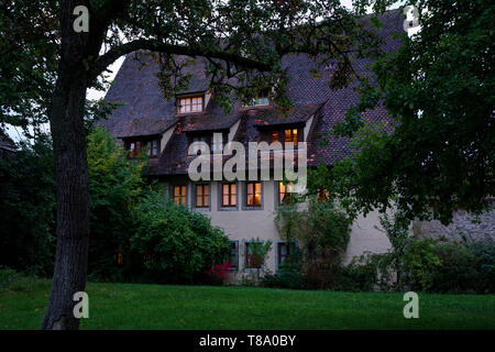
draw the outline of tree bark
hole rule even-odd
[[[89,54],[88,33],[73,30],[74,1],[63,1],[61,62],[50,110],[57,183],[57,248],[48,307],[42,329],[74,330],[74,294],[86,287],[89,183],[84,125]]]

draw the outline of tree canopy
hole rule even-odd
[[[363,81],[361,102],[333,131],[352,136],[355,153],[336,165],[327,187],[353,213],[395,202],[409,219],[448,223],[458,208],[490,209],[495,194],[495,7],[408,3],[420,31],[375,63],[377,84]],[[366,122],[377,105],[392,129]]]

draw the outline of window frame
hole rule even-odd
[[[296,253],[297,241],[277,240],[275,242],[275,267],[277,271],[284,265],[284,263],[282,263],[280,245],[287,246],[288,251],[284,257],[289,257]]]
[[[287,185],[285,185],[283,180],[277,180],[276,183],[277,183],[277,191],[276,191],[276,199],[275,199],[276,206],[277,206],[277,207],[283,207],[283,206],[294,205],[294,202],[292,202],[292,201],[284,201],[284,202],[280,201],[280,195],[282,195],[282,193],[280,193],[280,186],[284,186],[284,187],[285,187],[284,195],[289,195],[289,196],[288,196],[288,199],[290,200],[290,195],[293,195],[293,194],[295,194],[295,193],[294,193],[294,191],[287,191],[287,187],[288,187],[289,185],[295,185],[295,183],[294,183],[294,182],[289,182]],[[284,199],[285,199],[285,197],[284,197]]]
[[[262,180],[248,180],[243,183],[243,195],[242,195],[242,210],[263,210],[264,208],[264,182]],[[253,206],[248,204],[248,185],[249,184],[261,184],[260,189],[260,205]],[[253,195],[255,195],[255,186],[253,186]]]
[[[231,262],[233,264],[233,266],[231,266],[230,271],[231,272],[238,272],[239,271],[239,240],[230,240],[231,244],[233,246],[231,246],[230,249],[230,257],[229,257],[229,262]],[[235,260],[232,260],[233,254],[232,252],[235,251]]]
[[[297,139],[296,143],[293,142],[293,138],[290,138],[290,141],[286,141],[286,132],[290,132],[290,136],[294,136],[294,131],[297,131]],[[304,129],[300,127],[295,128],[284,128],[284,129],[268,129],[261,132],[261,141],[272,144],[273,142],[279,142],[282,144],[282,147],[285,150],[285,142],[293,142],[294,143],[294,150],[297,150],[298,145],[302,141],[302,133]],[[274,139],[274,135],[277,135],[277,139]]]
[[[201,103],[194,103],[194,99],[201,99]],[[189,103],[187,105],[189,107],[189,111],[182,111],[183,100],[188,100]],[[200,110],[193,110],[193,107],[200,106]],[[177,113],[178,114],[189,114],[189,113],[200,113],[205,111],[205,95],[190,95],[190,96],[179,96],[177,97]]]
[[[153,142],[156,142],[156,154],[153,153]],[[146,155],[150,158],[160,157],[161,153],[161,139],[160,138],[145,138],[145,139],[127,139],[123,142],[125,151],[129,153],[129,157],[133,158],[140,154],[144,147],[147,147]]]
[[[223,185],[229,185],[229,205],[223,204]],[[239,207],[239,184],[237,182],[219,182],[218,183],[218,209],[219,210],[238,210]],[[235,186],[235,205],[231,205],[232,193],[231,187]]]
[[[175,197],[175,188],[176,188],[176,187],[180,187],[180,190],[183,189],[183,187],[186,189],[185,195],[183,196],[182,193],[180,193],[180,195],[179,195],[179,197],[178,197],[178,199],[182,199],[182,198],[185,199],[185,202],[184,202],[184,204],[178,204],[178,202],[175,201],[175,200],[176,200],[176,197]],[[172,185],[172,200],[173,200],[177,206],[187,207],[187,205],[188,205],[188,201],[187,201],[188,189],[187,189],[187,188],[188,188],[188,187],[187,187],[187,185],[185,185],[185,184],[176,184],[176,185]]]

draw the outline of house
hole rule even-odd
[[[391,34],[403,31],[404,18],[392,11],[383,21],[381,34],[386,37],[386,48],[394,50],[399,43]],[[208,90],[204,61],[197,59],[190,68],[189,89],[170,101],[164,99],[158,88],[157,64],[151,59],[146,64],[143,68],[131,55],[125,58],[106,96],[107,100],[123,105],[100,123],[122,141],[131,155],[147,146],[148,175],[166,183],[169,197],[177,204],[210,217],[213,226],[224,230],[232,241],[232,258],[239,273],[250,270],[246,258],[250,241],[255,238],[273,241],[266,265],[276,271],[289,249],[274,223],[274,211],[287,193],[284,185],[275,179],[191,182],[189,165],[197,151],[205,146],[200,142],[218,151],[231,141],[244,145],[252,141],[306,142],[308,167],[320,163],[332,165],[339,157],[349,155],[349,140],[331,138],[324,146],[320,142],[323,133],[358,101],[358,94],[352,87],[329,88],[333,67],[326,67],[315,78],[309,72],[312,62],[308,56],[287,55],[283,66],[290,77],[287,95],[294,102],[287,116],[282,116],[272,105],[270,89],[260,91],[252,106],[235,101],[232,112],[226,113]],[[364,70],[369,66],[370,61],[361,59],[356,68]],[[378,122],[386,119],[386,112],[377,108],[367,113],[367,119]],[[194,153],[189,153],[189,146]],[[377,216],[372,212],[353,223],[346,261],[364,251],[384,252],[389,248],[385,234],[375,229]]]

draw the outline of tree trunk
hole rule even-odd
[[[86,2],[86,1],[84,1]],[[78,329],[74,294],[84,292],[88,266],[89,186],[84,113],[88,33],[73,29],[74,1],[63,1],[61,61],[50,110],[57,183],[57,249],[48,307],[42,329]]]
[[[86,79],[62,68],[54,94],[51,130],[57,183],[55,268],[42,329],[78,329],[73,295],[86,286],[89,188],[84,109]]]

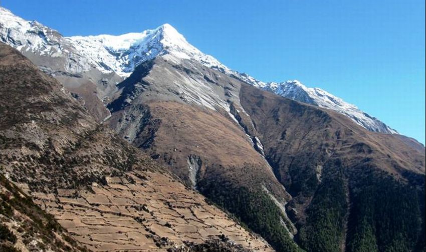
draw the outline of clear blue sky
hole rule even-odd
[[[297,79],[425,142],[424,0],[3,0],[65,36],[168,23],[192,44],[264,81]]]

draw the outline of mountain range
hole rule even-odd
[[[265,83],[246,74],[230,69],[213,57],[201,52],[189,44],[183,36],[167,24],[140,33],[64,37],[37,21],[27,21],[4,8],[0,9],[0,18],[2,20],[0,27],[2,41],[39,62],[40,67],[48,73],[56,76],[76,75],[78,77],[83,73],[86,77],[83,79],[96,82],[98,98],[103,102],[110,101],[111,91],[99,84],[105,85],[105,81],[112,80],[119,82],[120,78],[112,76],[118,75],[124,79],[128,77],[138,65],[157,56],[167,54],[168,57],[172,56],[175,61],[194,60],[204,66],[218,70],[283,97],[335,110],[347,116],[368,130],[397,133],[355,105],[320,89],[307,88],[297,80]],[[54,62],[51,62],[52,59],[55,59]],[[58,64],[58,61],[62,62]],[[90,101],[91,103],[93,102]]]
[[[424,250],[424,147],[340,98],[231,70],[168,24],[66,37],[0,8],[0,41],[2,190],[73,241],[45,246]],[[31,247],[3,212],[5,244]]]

-.-.-

### [Esercizio proposto]
Puoi ricopiare senza alcuna modifica le righe qui sopra, a partire da quella che contiene "draw the outline of clear blue sky" e fino all'ultima riga, entrambe comprese?

### [Risposta completa]
draw the outline of clear blue sky
hole rule even-odd
[[[297,79],[425,142],[424,0],[3,0],[65,36],[168,23],[192,44],[264,81]]]

draw the outline of mountain range
hole rule even-odd
[[[265,83],[246,74],[230,69],[213,57],[201,52],[189,44],[183,36],[167,24],[140,33],[64,37],[37,21],[27,21],[4,8],[0,9],[0,18],[2,20],[0,27],[2,41],[39,62],[40,67],[48,73],[56,76],[76,75],[78,77],[83,73],[86,77],[83,79],[96,82],[98,98],[103,102],[110,101],[111,91],[99,84],[105,85],[105,81],[112,80],[119,82],[120,78],[112,76],[118,75],[124,79],[128,77],[138,65],[157,56],[167,54],[168,57],[172,56],[175,61],[194,60],[204,66],[218,70],[283,97],[335,110],[347,116],[368,130],[397,133],[355,105],[320,89],[307,88],[297,80]],[[54,62],[51,62],[52,59],[55,59]],[[58,64],[58,61],[62,62]],[[90,101],[91,103],[93,102]]]
[[[424,250],[424,147],[340,98],[231,70],[168,24],[66,37],[0,8],[0,41],[2,190],[73,241],[45,246]],[[31,247],[3,212],[5,244]]]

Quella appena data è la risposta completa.